• **Passage à lire**:
□ □ □

C’est pourquoi, même si, selon les circonstances et au fil des tribulations infligées par les bureaucrates, les révolutionnaires sont amenés à militer dans tous les syndicats, c’est dans les rangs de la CGT que leur travail pour « renforcer et accroître l’esprit de lutte » des syndicats est le plus important.

Militer dans un syndicat c’est apprendre aux travailleurs, aux syndiqués, à diriger eux-mêmes leurs propres luttes tout en luttant au jour le jour contre l’exploitation. Les révolutionnaires doivent impulser systématiquement des assemblées générales de grévistes. Même quand ils animent eux-mêmes le syndicat, ils doivent chercher à mettre en place, dès que possible, des comités de grève ou de lutte, qui soient le plus dynamiques et le plus représentatifs possibles. Une grève entraîne bien plus de travailleurs que ceux habituellement influencés par les syndicats et chaque gréviste doit pouvoir participer lui-même à sa direction.

□ □ □

• **Exploration du document**:
1. Répondez aux questions suivantes sur le texte consacré au militantisme syndical.
(a) Dans les rangs de quel syndicat le travail des révolutionnaires est-il le plus important ?
(b) Quelles assemblées les révolutionnaires doivent-ils impulser systématiquement ?
(c) Que doivent-ils chercher à mettre en place dès que possible, même quand ils animent eux-mêmes le syndicat ?
2. Extrayez du texte consacré au militantisme syndical le passage qui commence à « C’est pourquoi, même » et se termine à « le plus important. ».
3. Poursuivez le texte consacré au militantisme syndical à partir de sa dernière phrase.

• **Données répertoriées**:
□ □ □

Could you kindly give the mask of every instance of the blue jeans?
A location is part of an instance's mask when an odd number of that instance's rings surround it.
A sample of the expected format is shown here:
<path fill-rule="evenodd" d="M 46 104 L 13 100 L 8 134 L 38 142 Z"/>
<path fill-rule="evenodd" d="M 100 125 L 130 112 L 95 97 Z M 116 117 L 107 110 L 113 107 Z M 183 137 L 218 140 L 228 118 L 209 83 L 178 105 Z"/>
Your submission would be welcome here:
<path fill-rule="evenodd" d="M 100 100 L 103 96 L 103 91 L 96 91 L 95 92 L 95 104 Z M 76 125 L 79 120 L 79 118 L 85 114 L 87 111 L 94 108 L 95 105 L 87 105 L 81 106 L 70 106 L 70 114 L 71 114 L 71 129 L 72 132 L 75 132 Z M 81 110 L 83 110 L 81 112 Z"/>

□ □ □

• **Réponses par tâche**:
1.
(a) La CGT.
(b) Des assemblées générales de grévistes.
(c) Des comités de grève ou de lutte, le plus dynamiques et le plus représentatifs possibles.

2.
C’est pourquoi, même si, selon les circonstances et au fil des tribulations infligées par les bureaucrates, les révolutionnaires sont amenés à militer dans tous les syndicats, c’est dans les rangs de la CGT que leur travail pour « renforcer et accroître l’esprit de lutte » des syndicats est le plus important.

3.
Aujourd’hui, le monde du travail en est à se défendre pied à pied contre les attaques patronales et gouvernementales. Pour organiser cette défense, un syndicat animé par des militants combatifs et soucieux des intérêts des travailleurs pourrait être un instrument efficace. On voit même que les confédérations sont capables de mobiliser des millions de travailleurs contre une réforme. Mais pour reprendre les mots du Programme de Transition « le syndicat n’est pas une fin en soi mais seulement un des moyens de la marche de la révolution prolétarienne ».

En effet, pour mettre un terme à l’exploitation, il ne suffira pas d’une lutte radicale contre tel plan de licenciement ni d’une grève générale contre la réforme des retraites. Il faudra changer radicalement la société, c’est-à-dire contester à la bourgeoisie son pouvoir. Cela ne pourra se faire qu’à travers un tremblement social profond. Transformer la société bourgeoise nécessite la prise de conscience et l’entrée en lutte de la quasi totalité du prolétariat. Une telle radicalisation peut venir sans prévenir. Elle peut se traduire par un afflux vers les syndicats ou prendre de tout autres formes.

Dans une telle période, des couches de travailleurs restés en dehors des syndicats, n’ayant sans doute jamais participé à la moindre grève, entrent en lutte. Le passé du mouvement ouvrier montre que les travailleurs en éveil peuvent inventer une multitude d’organisations, comités de grève, de ravitaillement, d’usine, conseils d’ouvriers ou tout autres organismes bien plus larges que les syndicats.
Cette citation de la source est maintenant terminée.